Pointing dataset records:
━━━━━━
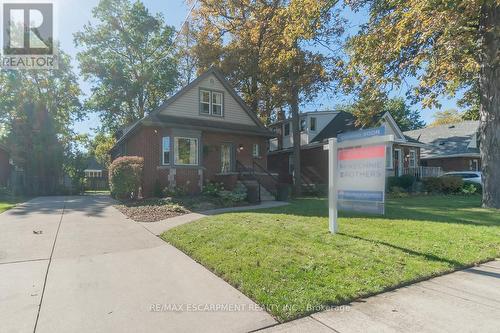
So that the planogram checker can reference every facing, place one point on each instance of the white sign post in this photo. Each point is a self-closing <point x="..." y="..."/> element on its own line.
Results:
<point x="356" y="173"/>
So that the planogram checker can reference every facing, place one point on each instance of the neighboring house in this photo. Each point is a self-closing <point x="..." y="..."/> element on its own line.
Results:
<point x="453" y="147"/>
<point x="5" y="165"/>
<point x="94" y="169"/>
<point x="317" y="128"/>
<point x="205" y="132"/>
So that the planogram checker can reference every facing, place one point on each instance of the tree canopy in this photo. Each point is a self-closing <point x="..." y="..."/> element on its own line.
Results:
<point x="449" y="116"/>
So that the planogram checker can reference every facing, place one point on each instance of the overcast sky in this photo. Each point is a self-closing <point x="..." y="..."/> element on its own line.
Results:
<point x="72" y="15"/>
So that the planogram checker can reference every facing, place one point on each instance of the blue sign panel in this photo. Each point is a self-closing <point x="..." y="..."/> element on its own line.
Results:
<point x="361" y="134"/>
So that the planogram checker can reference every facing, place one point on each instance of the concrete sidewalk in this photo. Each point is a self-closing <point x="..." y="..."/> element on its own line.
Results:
<point x="92" y="270"/>
<point x="157" y="228"/>
<point x="464" y="301"/>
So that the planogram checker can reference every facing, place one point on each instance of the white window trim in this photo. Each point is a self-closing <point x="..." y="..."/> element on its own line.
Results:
<point x="163" y="150"/>
<point x="176" y="151"/>
<point x="289" y="129"/>
<point x="400" y="162"/>
<point x="315" y="124"/>
<point x="391" y="158"/>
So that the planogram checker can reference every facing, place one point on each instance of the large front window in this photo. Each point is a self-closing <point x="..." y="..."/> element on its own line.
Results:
<point x="186" y="151"/>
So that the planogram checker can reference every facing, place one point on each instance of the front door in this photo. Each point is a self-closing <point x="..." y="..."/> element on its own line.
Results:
<point x="227" y="157"/>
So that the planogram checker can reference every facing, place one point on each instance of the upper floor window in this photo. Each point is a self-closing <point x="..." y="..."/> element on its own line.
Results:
<point x="312" y="125"/>
<point x="255" y="150"/>
<point x="211" y="103"/>
<point x="217" y="103"/>
<point x="287" y="129"/>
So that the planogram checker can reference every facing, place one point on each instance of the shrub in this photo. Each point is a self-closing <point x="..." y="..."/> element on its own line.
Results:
<point x="174" y="191"/>
<point x="446" y="184"/>
<point x="4" y="192"/>
<point x="398" y="192"/>
<point x="125" y="176"/>
<point x="392" y="181"/>
<point x="451" y="184"/>
<point x="213" y="188"/>
<point x="404" y="182"/>
<point x="471" y="188"/>
<point x="315" y="190"/>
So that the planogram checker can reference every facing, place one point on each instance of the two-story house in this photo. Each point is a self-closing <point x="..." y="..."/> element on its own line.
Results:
━━━━━━
- **Problem statement**
Leave out the pictures and transcribe the entries above exactly.

- **Complete answer**
So that the planogram checker can reference every facing, place one point on each instance of the white sign post in this photo. Each point is a self-closing <point x="..." y="..."/> element on its own line.
Results:
<point x="356" y="173"/>
So that the planogram checker can reference every facing, place one point on each instance of the neighboring house in this photo. Each point is a self-closing <point x="..." y="..."/> element on its own line.
Results:
<point x="453" y="147"/>
<point x="5" y="165"/>
<point x="94" y="169"/>
<point x="317" y="128"/>
<point x="205" y="132"/>
So that the planogram checker can reference every facing, place one point on each instance of the tree canopy in this photo. Each point is a self-closing <point x="..." y="..."/> element on its own line.
Results:
<point x="449" y="116"/>
So that the planogram checker can reference every facing, place one point on each instance of the overcast sky in this photo. Each point is a self-closing <point x="..." y="..."/> element on its own line.
Results:
<point x="72" y="15"/>
So that the planogram checker can reference every facing, place one point on each instance of the blue sign panel in this photo. Each point is a self-closing <point x="..." y="..."/> element on its own line.
Results:
<point x="361" y="134"/>
So that the planogram checker can reference every facing, place one point on each instance of the concrete sidewalk in this photo. Each point is a self-closing <point x="..." y="..."/> element on its own line.
Results:
<point x="92" y="270"/>
<point x="157" y="228"/>
<point x="464" y="301"/>
So that the planogram checker can reference every facing, place one point on each instance of the white window trim in this photo. Each point is a self-closing <point x="..." y="..."/> element on its own line.
Results:
<point x="163" y="150"/>
<point x="176" y="151"/>
<point x="289" y="129"/>
<point x="400" y="162"/>
<point x="315" y="124"/>
<point x="391" y="158"/>
So that the planogram checker can reference every facing, place one point on each instance of the large front window in this photo. Each point is a self-closing <point x="..." y="..."/> element on its own line.
Results:
<point x="186" y="151"/>
So that the planogram checker can reference every facing, place one point on each instance of the front door in this photo. Each point is a self-closing <point x="..." y="..."/> element on its own line.
Results:
<point x="227" y="157"/>
So that the planogram checker can reference every facing, place one point on each instance of the upper floor window in this photo. Each point is a self-closing <point x="..." y="..."/> element on its own line.
Results:
<point x="312" y="125"/>
<point x="255" y="150"/>
<point x="211" y="103"/>
<point x="217" y="103"/>
<point x="287" y="129"/>
So that the planogram checker can reference every facing, place one point on each instance of the shrub in this photo. Each point is a self-closing <point x="..." y="..."/> element on its own line.
Results:
<point x="174" y="191"/>
<point x="446" y="184"/>
<point x="4" y="192"/>
<point x="398" y="192"/>
<point x="125" y="176"/>
<point x="392" y="181"/>
<point x="451" y="184"/>
<point x="213" y="188"/>
<point x="404" y="182"/>
<point x="471" y="188"/>
<point x="315" y="190"/>
So that the planogram checker can reference every facing, place one point on each instance of the two-story house in this photo. Each point is a self-closing <point x="..." y="..."/> element on its own line.
Results:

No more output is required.